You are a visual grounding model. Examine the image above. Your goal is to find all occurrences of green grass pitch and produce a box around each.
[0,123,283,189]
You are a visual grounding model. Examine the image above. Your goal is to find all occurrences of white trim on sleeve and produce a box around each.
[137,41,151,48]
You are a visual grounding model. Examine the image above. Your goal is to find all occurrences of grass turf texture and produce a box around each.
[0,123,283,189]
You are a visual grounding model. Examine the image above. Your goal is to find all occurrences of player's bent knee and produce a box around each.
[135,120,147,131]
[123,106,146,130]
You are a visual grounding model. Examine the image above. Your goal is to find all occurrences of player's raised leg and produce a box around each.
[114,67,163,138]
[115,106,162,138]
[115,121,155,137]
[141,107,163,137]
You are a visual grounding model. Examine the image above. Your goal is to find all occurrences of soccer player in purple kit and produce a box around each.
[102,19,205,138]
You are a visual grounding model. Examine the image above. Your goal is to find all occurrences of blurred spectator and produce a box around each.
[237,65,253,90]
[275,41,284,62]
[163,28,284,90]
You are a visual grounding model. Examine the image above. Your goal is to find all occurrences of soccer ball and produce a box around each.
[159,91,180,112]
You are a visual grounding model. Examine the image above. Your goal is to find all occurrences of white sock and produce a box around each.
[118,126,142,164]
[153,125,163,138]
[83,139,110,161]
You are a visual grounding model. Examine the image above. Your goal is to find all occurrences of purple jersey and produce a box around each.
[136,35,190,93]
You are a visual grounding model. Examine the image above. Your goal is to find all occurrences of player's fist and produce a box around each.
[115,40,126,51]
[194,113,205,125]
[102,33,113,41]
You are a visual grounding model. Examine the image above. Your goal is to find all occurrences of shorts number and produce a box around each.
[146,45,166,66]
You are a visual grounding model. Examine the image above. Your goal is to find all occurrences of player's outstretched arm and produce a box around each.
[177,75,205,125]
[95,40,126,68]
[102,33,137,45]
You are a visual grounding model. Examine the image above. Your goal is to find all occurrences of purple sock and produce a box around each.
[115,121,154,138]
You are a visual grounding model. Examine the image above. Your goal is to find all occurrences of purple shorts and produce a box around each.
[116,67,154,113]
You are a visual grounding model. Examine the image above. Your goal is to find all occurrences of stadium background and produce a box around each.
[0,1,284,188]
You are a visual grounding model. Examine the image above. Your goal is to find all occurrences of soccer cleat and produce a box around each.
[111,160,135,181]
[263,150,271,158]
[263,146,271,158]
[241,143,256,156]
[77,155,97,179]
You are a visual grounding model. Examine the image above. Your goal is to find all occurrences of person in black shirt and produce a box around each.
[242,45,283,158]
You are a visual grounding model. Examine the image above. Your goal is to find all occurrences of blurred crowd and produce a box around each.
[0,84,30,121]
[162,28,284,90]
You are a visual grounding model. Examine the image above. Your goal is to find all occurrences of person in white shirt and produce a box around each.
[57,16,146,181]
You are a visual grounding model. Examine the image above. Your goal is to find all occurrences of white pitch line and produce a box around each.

--

__INSTRUCTIONS TO FOLLOW__
Output all the lines above, matching them word for word.

__EXERCISE RESULT__
You are a visual grounding model. Examine the image above. Your goal is to find all occurrences of green grass pitch and produce a box around each.
[0,123,283,189]
You are a visual grounding model. Examine the image above. Your goal is to find all occurrences of white trim on sleeve and produce a box around each.
[137,41,151,48]
You are a visual grounding model. Examine the image above. Your goal is to find all occurrences of grass turf texture and produce a box around each.
[0,123,283,189]
You are a visual grounding model. Examine the image above. Your goal is to find all occurrences of player's bent knee and produce a box around each.
[135,120,147,131]
[123,106,146,130]
You are a visual grounding model. Examine the image above. Your goal is to find all occurrences of player's raised leg and produce a box around each.
[114,67,163,138]
[115,106,162,138]
[115,121,155,137]
[141,107,163,137]
You are a visual grounding model. Examine the image above. Your goal is to find all occurrences of soccer player in purple kit and produce a box around each.
[102,19,205,138]
You are a visual grounding model. Examine the image above. Your goal is to find all occurrences of blurred spectator and produce a box around each.
[237,65,253,90]
[275,41,284,62]
[163,28,284,90]
You are a visual grounding model. Examine the image above. Your goal is to find all occurrences of soccer ball and produce a box around each.
[159,91,180,112]
You are a visual grounding model. Examine the image above. Your goal is to find all occurrences of white sock and produce a box around each.
[118,126,142,164]
[153,125,163,138]
[83,139,110,161]
You are a visual grounding model. Examine the image above. Your goal is to find all occurrences of purple jersey and produce a box around each.
[136,35,190,93]
You are a visual grounding model. Examine the image above. Your goal is to find all occurrences of player's fist and produce a box around each.
[115,40,126,51]
[194,113,205,125]
[102,33,113,41]
You are a visual grounding model. Examine the image above. Your goal is to find all occurrences of shorts number and produce a box around each.
[146,45,166,66]
You are a visual grounding model. Examine the image above. Your goal is to find all occurrences of player's outstretched arm and produce a box around each.
[177,75,205,125]
[95,40,126,68]
[102,33,137,45]
You are a visual grounding model. Examine the image above. Your goal is to find all occurrences of purple sock and produce a box around each.
[115,121,154,138]
You are a visual grounding model. Examine the image above. Your goal is to find all occurrences of purple shorts and produce a box around each.
[116,67,154,113]
You are a visual grounding model. Examine the image above. Your goal is to find all occurrences of stadium background and produce a box around each.
[0,1,284,188]
You are a visual grounding model. Examine the image above. Your goal is to find all occurrences of soccer cleat and produce a box around each.
[111,160,135,181]
[263,150,271,158]
[263,146,271,158]
[241,143,256,156]
[77,155,97,179]
You are a visual grounding model. Examine the image above. Your goal is to find all occurrences of person in black shirt and produce a box around each.
[242,45,283,158]
You are a visual grounding model. Examine the image above. Your goal is to find all occurrences of blurred crowd and produce a box around each.
[0,84,30,121]
[162,28,284,90]
You are a visual grounding model. Examine the image above. Your goal is to find all occurrences of person in white shirt and produce a box around each.
[57,16,146,181]
You are a visual grounding model. Examine the image above. Your goal is to find all occurrences of white pitch line and produce a box around each.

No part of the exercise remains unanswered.